PROBLEM TO SOLVE: Reproduce the material below word for word, omitting the pictures.

SUPPLIED MATERIAL:
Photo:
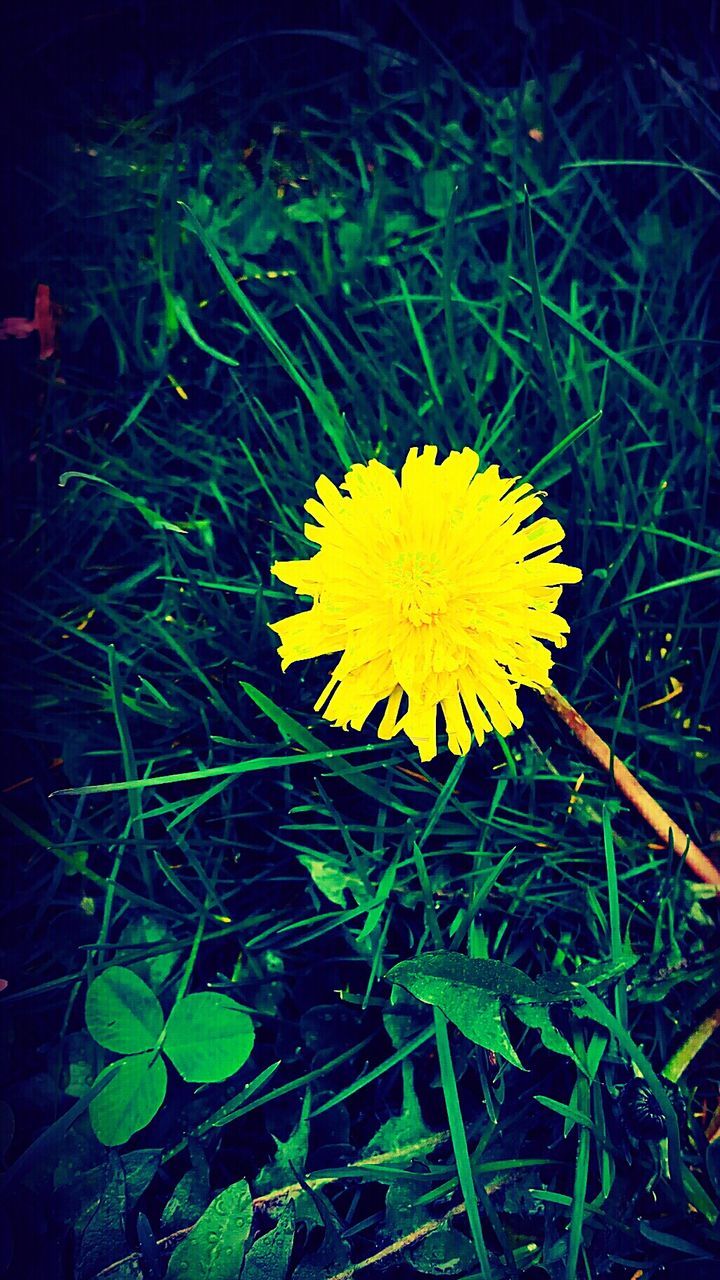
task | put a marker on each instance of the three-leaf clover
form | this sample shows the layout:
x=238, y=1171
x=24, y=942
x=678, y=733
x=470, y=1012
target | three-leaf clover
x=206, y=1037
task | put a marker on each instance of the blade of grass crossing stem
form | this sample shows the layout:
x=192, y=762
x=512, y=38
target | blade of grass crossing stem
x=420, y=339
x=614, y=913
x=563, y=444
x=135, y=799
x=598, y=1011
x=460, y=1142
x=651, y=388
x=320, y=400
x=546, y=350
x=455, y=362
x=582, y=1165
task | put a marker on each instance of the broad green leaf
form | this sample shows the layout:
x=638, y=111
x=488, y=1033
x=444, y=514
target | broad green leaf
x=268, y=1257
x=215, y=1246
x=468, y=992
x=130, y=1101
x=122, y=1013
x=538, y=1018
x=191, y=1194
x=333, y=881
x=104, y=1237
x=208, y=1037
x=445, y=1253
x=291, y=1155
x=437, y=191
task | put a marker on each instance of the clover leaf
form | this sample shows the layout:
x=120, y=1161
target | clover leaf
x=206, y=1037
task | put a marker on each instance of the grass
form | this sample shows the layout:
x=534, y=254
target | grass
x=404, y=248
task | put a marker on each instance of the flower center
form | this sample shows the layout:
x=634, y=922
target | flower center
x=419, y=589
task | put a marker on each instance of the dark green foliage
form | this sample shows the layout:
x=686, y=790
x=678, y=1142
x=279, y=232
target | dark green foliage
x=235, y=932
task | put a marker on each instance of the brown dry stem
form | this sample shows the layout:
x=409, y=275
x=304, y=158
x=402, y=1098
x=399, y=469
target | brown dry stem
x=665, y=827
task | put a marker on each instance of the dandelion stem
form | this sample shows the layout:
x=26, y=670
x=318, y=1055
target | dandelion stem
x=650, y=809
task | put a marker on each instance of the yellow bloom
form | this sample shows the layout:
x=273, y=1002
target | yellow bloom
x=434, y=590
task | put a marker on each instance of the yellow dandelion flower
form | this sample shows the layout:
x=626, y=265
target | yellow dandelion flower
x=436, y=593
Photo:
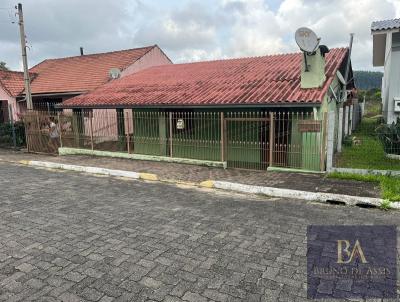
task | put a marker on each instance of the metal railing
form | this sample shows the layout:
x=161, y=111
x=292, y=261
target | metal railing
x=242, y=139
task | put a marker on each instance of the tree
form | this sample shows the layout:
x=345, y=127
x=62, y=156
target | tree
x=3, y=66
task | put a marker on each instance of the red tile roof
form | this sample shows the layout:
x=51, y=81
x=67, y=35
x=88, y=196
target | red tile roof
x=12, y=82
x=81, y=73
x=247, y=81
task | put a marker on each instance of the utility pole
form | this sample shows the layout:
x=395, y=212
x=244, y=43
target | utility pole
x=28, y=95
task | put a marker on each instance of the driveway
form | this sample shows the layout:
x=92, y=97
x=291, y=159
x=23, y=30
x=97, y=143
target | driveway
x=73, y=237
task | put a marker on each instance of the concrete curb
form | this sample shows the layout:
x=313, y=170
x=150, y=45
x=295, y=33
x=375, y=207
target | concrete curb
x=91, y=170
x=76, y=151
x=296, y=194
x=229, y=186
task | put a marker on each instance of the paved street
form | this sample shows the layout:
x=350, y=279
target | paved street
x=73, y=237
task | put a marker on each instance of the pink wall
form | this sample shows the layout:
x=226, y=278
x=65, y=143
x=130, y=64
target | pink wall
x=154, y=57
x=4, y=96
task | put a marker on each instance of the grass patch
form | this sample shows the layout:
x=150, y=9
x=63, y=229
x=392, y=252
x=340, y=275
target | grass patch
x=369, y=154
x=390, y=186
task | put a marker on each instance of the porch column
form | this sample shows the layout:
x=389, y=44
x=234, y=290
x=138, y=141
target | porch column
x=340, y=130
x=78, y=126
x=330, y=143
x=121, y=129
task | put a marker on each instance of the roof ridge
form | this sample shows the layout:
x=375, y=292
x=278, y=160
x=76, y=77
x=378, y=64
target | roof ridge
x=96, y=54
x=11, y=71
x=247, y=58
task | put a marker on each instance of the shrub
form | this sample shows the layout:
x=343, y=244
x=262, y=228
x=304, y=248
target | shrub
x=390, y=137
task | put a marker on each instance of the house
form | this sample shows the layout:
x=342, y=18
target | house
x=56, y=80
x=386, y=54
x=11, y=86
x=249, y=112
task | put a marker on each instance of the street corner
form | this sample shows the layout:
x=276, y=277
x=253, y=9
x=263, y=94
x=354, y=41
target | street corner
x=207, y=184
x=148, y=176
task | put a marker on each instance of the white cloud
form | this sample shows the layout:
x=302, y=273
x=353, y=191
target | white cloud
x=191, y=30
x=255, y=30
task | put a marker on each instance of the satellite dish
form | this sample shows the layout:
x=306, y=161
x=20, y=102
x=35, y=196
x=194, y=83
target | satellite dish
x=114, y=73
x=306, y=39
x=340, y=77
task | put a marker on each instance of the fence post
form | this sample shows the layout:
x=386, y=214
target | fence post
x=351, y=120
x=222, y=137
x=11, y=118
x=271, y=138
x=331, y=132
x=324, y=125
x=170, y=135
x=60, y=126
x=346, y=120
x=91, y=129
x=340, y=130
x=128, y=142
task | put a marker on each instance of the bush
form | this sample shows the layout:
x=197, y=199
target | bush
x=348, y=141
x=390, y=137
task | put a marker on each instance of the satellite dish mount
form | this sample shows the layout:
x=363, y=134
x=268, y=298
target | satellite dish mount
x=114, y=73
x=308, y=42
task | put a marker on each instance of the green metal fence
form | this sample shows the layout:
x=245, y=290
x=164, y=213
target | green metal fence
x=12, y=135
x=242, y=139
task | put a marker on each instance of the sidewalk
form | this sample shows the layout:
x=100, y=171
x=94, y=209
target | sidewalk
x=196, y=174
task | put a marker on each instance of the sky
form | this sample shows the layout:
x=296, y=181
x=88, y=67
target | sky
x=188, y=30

COMPLETED EXERCISE:
Photo:
task | put a marker on each instance of the three-leaf clover
form | this sample shows the layout:
x=238, y=1171
x=24, y=942
x=678, y=733
x=470, y=1012
target | three-leaf clover
x=206, y=1037
task | put a marker on each instance of the blade of grass crossing stem
form | this sample shows the layout:
x=192, y=762
x=512, y=38
target | blade of grass crossing stem
x=420, y=339
x=614, y=913
x=563, y=444
x=135, y=799
x=598, y=1011
x=460, y=1142
x=651, y=388
x=320, y=400
x=546, y=350
x=455, y=362
x=582, y=1165
task | put a marker on each instance of the broad green leaf
form | this sample shows the layout:
x=638, y=111
x=488, y=1033
x=444, y=514
target | broad green leaf
x=268, y=1257
x=215, y=1246
x=468, y=992
x=130, y=1101
x=122, y=1013
x=538, y=1018
x=191, y=1194
x=333, y=881
x=104, y=1237
x=208, y=1037
x=445, y=1253
x=291, y=1155
x=437, y=191
task | put a marker on each instance of the clover leaf
form | this sample shows the layout:
x=120, y=1161
target | clover leaf
x=206, y=1037
task | put a marker on each instance of the grass
form | this sample shows the layout:
x=534, y=254
target | grass
x=404, y=248
task | put a marker on each instance of the flower center
form | this sample shows the layout:
x=634, y=922
target | flower center
x=419, y=589
task | put a marker on each instance of the dark green foliage
form | this sample shows the layout:
x=686, y=790
x=678, y=1142
x=279, y=232
target | dark green foliage
x=235, y=932
task | put a marker on each instance of the brown dry stem
form | this sample shows the layout:
x=409, y=275
x=304, y=158
x=402, y=1098
x=399, y=469
target | brown dry stem
x=665, y=827
task | put a marker on each instance of the dandelion stem
form | this sample shows the layout:
x=26, y=670
x=318, y=1055
target | dandelion stem
x=650, y=809
task | put a marker on each instance of the yellow bloom
form | this sample shows the layout:
x=273, y=1002
target | yellow bloom
x=434, y=590
task | put a marker on each instance of the yellow dandelion flower
form | this sample shows the layout:
x=626, y=265
target | yellow dandelion flower
x=436, y=593
Photo:
task | put a marker on each instance of the metal railing
form | this sample shows the layout:
x=161, y=111
x=292, y=261
target | metal railing
x=242, y=139
task | put a marker on each instance of the tree
form | this sample shows the layout:
x=345, y=127
x=62, y=156
target | tree
x=3, y=66
task | put a marker on each instance of the red tile roof
form | this sample shows the layout:
x=51, y=81
x=67, y=35
x=88, y=196
target | red tile roof
x=12, y=82
x=81, y=73
x=247, y=81
task | put a marker on each instance of the utility pole
form | this sample shows the layout:
x=395, y=212
x=244, y=43
target | utility pole
x=28, y=95
task | put a marker on each instance of the driveway
form | this sample shows the layout:
x=92, y=97
x=291, y=159
x=23, y=30
x=97, y=143
target | driveway
x=73, y=237
task | put a marker on each instance of the concrete curb
form | this sample shows the layout:
x=313, y=170
x=150, y=45
x=295, y=33
x=375, y=207
target | concrete curb
x=91, y=170
x=76, y=151
x=296, y=194
x=229, y=186
task | put a marker on each instance of the paved street
form | this sample shows the layout:
x=350, y=279
target | paved street
x=73, y=237
task | put a marker on each instance of the pink wall
form | this sample shows the layout:
x=226, y=278
x=65, y=143
x=130, y=64
target | pink wall
x=154, y=57
x=4, y=96
task | put a marker on each instance of the grass patch
form | this sample shows the layout:
x=150, y=9
x=63, y=229
x=392, y=252
x=340, y=275
target | grass patch
x=369, y=154
x=390, y=186
task | put a marker on each instance of the porch column
form | this sample shows the layout:
x=389, y=44
x=234, y=290
x=138, y=141
target | porch column
x=340, y=130
x=78, y=126
x=330, y=143
x=121, y=129
task | put a marker on each instance of the roof ridge
form | this sample shows the layout:
x=375, y=292
x=278, y=160
x=76, y=77
x=378, y=64
target | roof ridge
x=96, y=54
x=11, y=71
x=247, y=58
task | put a marker on each instance of the shrub
form | this sample shows the layout:
x=343, y=244
x=262, y=228
x=304, y=248
target | shrub
x=390, y=137
task | put a marker on each instance of the house
form | this sample shows the layout:
x=342, y=18
target | house
x=56, y=80
x=386, y=54
x=11, y=86
x=249, y=112
task | put a marker on each instance of the street corner
form | this sample shows the layout:
x=276, y=277
x=253, y=9
x=263, y=94
x=354, y=41
target | street corner
x=207, y=184
x=148, y=176
task | put a marker on each instance of the white cloud
form | this sample shows the layout:
x=302, y=273
x=353, y=191
target | white cloud
x=191, y=30
x=255, y=30
task | put a marker on each instance of the satellite dish
form | this sample shows the layout:
x=306, y=161
x=20, y=102
x=35, y=196
x=194, y=83
target | satellite dish
x=114, y=73
x=306, y=39
x=340, y=77
task | put a marker on each instance of the fence post
form | this sample shows the layout:
x=386, y=214
target | fence post
x=351, y=120
x=222, y=137
x=11, y=118
x=271, y=138
x=331, y=132
x=324, y=125
x=170, y=135
x=60, y=126
x=346, y=120
x=91, y=129
x=340, y=130
x=128, y=142
task | put a marker on each instance of the bush
form | this sample shows the layout:
x=197, y=199
target | bush
x=348, y=141
x=390, y=137
task | put a marker on each instance of the satellite dish mount
form | this sample shows the layout:
x=363, y=134
x=268, y=298
target | satellite dish mount
x=114, y=73
x=308, y=42
task | put a marker on each instance of the green metal fence
form | this sample shows the layout:
x=245, y=290
x=164, y=213
target | green metal fence
x=12, y=135
x=242, y=139
task | put a marker on each instance of the sidewalk
form | this sample shows the layout:
x=100, y=171
x=94, y=209
target | sidewalk
x=196, y=174
task | put a marker on each instance of the sky
form | this sample shows the layout:
x=296, y=181
x=88, y=67
target | sky
x=188, y=30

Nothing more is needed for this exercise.